> _Kutipan Sumber_:
┌────────

Pahlawan nasional adalah para tokoh yang telah mengerahkan seluruh pengorbanannya untuk bangsa dan negara, baik melalui perjuangan fisik, pemikiran, hingga diplomasi.
Mereka berjasa atas kemandirian Indonesia yang berhasil melepaskan pengaruh para penjajah melalui semangat juang yang tinggi, penegakkan keadilan, kesejahteraan yang setara dengan memperjuangkan kemerdekaan bangsa.
Setelah merdeka, gejolak dalam negeri pun muncul dengan keberadaan Partai Komunis Indonesia (PKI) yang berupaya melakukan kudeta pada akhir September 1965.
Kudeta tersebut gagal dibarengi dengan gugurnya sejumlah jenderal TNI yang kemudian disebut sebagai Pahlawan Revolusi.
Salah satu jenderal yang berjasa dan dijuluki sebagai pahlawan revolusi tersebut adalah Ahmad Yani. Dia berani bertaruh nyawa untuk mempertahankan kedaulatan dan stabilitas Negara Kesatuan Republik Indonesia (NKRI) yang saat itu sedang memasuki masa krisis.
Yuk, sekarang kita baca dengan seksama ringkasan perjuangan dan biografi Jenderal Ahmad Yani berikut ini.
Ahmad Yani: Jenderal dari Keluarga Sederhana
Ahmad Yani lahir sebagai anak lelaki pertama dari pasangan Sardjo bin Suhardjo dan Murtini di Purworejo, Jawa Tengah pada 19 Juni 1922. Dia berasal dari keluarga sederhana. Ayahnya bekerja sebagai supir pribadi untuk keluarga Jans Hulstijn asal Belanda yang saat itu menduduki suatu jabatan penting. Sedangkan ibunya hanya seorang ibu rumah tangga.
Dibantu oleh Jans Hulstijn, Ahmad Yani mampu bersekolah di Hollandsch Inlandsche School (HIS) pada 1928. Pendidikannya berlanjut ke Meer Uitgebreid Onderwijs (MULO) di Bogor pada 1935-1938.
Setelah menyelesaikan pendidikannya di MULO, dia berangkat ke Jakarta untuk melanjutkan studi ke Algemene Middelbare School (AMS). Di sekolah tersebut, dia hanya bersekolah selama dua tahun karena mulai tertarik dengan dunia militer.

└────────

(Baris penunjukan objek bernama)

┌────────

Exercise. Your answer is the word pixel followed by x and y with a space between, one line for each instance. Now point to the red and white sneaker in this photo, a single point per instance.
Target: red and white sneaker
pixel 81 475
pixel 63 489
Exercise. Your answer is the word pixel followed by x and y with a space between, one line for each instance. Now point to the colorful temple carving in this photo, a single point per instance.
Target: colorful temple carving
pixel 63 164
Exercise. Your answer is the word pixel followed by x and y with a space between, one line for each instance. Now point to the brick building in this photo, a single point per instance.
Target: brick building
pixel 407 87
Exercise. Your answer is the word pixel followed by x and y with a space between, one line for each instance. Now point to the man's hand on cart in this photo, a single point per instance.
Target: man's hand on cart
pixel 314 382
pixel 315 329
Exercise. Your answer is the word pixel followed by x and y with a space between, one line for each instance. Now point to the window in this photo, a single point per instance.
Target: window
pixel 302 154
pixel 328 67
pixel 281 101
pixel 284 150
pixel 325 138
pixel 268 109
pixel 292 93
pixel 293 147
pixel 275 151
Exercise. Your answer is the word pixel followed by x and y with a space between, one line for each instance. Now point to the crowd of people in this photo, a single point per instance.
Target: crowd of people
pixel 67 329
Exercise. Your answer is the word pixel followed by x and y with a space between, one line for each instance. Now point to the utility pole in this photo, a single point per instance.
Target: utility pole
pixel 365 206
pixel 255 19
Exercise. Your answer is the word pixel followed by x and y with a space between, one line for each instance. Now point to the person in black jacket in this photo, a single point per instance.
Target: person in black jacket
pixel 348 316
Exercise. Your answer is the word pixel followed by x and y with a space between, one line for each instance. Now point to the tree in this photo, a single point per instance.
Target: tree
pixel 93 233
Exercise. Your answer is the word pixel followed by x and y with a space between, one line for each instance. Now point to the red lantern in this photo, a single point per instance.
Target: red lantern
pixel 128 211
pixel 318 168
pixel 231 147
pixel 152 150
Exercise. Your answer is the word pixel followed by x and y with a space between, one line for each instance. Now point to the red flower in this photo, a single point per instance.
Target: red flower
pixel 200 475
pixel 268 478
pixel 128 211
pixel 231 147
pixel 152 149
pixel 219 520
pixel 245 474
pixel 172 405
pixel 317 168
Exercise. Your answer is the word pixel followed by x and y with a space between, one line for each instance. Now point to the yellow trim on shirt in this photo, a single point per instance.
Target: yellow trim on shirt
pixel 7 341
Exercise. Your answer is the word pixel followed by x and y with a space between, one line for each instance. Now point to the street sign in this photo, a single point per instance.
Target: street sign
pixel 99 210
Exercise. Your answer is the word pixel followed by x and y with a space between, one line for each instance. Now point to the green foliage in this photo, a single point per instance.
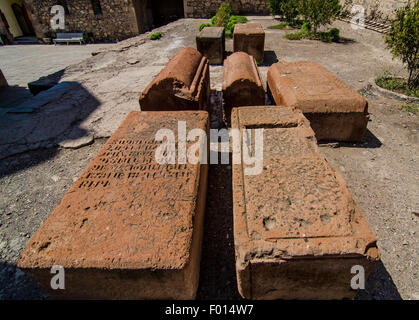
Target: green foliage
pixel 203 25
pixel 223 15
pixel 280 26
pixel 306 27
pixel 156 36
pixel 275 7
pixel 305 32
pixel 335 34
pixel 288 9
pixel 412 108
pixel 397 84
pixel 319 12
pixel 403 40
pixel 295 35
pixel 232 22
pixel 238 19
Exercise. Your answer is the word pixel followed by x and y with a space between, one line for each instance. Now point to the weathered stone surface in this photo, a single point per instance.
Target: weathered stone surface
pixel 3 81
pixel 250 38
pixel 211 43
pixel 335 110
pixel 184 84
pixel 297 229
pixel 128 228
pixel 242 83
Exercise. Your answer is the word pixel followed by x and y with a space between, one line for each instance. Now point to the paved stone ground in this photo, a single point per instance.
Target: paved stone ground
pixel 25 63
pixel 42 153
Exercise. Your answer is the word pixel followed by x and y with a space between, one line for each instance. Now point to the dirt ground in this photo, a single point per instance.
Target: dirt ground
pixel 37 167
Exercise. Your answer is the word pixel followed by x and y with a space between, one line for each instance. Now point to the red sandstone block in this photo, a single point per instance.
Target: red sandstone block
pixel 242 83
pixel 3 81
pixel 128 228
pixel 250 38
pixel 335 110
pixel 297 229
pixel 184 84
pixel 211 43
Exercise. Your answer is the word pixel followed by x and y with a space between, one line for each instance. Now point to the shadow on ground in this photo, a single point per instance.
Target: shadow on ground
pixel 46 121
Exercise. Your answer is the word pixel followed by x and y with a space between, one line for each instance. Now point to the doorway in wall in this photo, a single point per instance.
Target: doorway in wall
pixel 166 11
pixel 22 18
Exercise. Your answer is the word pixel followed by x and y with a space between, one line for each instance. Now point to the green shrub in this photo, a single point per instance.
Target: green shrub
pixel 288 9
pixel 295 35
pixel 238 19
pixel 156 36
pixel 412 108
pixel 280 26
pixel 233 21
pixel 403 40
pixel 306 27
pixel 203 25
pixel 275 7
pixel 223 15
pixel 335 34
pixel 319 12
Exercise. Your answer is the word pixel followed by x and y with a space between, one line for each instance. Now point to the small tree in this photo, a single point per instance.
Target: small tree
pixel 288 9
pixel 319 12
pixel 403 40
pixel 223 15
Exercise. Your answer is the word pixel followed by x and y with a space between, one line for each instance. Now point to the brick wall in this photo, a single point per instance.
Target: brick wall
pixel 117 21
pixel 207 8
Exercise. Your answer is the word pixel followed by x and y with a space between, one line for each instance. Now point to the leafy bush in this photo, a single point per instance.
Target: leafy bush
pixel 232 22
pixel 403 40
pixel 223 18
pixel 396 84
pixel 223 15
pixel 411 108
pixel 295 35
pixel 275 7
pixel 238 19
pixel 156 36
pixel 288 9
pixel 335 34
pixel 280 26
pixel 319 12
pixel 203 25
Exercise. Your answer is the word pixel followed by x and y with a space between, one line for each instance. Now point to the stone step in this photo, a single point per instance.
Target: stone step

└────────

> _Tugas_:
**a.** Apakah setiap pernyataan berikut sesuai dengan teks tentang Ahmad Yani? Jawab ya atau tidak, lalu kutip persis kata-kata teks yang menentukan jawaban itu. (i) Ahmad Yani lahir di Purworejo pada 19 Juni 1922. (ii) Ibu Ahmad Yani bekerja sebagai supir pribadi. (iii) Ahmad Yani bersekolah di AMS selama empat tahun.
**b.** Lanjutkan teks tentang Ahmad Yani dari kalimat terakhirnya.
Baris-baris ini diambil dari sumber yang berbeda.

> _Jawaban Tugas_:
**a.**
(i) Ya: "di Purworejo, Jawa Tengah pada 19 Juni 1922"
(ii) Tidak: "Sedangkan ibunya hanya seorang ibu rumah tangga."
(iii) Tidak: "dia hanya bersekolah selama dua tahun"

**b.**
Inilah 10 Nama-nama Tokoh Pahlawan Revolusi Indonesia yang Gugur dalam Peristiwa G30S/PKI
Menempuh Pendidikan sejak Zaman Penjajahan Belanda dan Jepang
Dia bergabung dalam program wajib militer buatan Belanda untuk membebaskan wilayah dari serbuan Jepang bernama Corps Opleiding voor Reserve Ofiicieren (CORO) pada 1940. Kemudian dia melanjutkan pendidikan militernya di Koninklijk Nederlandsch-Indische Leger (KNIL) dalam Dinas Milisi Topografi selama enam bulan.
Dia memperkaya pengalamannya dalam dunia militer dengan melanjutkan pendidikan hingga ke Malang, Bogor, dan Bandung.
Pada 1942, dia ditangkap oleh pasukan Jepang karena dianggap sebagai bagian dari tentara Hindia Belanda tetapi dibebaskan karena statusnya adalah tentara pribumi.
Setahun setelahnya, tepatnya pada 1943, Ahmad Yani menjadi bagian dari kesatuan militer Jepang bernama Heiho.
Disana, dia mendapat pangkah Shodancho (Komandan Kompi) dan dipindahkan ke Magelang dengan jabatan Daidan (Komandan Seksi I Batalyon) II Magelang. Ahmad Yani berhasil lulus dengan predikat lulusan terbaik.
Pernikahan Jenderal Ahmad Yani
Setelah bebas dari jeratan bui pihak Jepang, Ahmad Yani kembali ke kampung halamannya dan mengikuti kursus mengetik. Saat itulah dia jatuh hati pada salah satu guru kursusnya bernama Yayu Rulia Subandiah.
Ahmad Yani menikahi wanita pujaan hatinya itu pada 1944 ketika masih menjabat sebagai tentara PETA dan menjadi juru bahasa. Keharmonisan dan kesederhana terbalut dalam keluarga kecil mereka.
Dari pernikahan tersebut, mereka dikarunai delapan orang anak, yaitu,
- Indriyah Ruliati Yani.
- Herliah Emmy Yani.
- Amelia Yani.
- Elina Elastria.
- Widna Ani Yani.
- Reni Ina Yuniati.
- Untung Mufreni Yani.
- Irawan Sura Edi Yani.
Ahmad Yani dikenal sebagai seorang bapak yang baik, penyayang, tegas, dan bertanggungjawab. Di tengah-tengah kesibukannya sebagai perwira militer, dia tetap meluangkan waktu untuk berkumpul bersama istri dan anak-anaknya.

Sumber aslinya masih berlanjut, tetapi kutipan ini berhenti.